*SET EXERCISE*: Rescale the records below by rewriting every line of them, with each point coordinate in the answers multiplied by 0.95 and rounded to a whole number, halves rounded up. Leave every other line unchanged.

*Data listing*:
begin
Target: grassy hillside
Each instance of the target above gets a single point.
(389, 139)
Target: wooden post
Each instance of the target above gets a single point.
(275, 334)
end
*RESPONSE TO THIS TASK*:
Target: grassy hillside
Each instance of the target above gets a single point.
(370, 132)
Target: wooden post
Each instance of the target above gets a single point.
(261, 317)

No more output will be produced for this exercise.